*** The data Section Begins ***

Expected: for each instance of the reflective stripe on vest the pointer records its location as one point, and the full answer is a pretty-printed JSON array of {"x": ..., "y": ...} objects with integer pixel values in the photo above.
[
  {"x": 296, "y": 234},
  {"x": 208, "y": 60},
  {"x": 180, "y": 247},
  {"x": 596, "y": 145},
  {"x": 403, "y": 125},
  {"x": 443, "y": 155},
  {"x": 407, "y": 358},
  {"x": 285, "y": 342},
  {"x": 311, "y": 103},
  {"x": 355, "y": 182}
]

*** The data Section Ends ***

# What you should do
Could you restate the listing above word for word?

# Answer to this task
Expected: for each instance of the reflective stripe on vest the pointer records its location as one point, and the full answer is a pretty-printed JSON array of {"x": ..., "y": ...} objects with integer pixel values in the photo above.
[
  {"x": 296, "y": 234},
  {"x": 208, "y": 60},
  {"x": 180, "y": 247},
  {"x": 596, "y": 145},
  {"x": 403, "y": 125},
  {"x": 443, "y": 155},
  {"x": 407, "y": 358},
  {"x": 285, "y": 342},
  {"x": 311, "y": 103},
  {"x": 355, "y": 182}
]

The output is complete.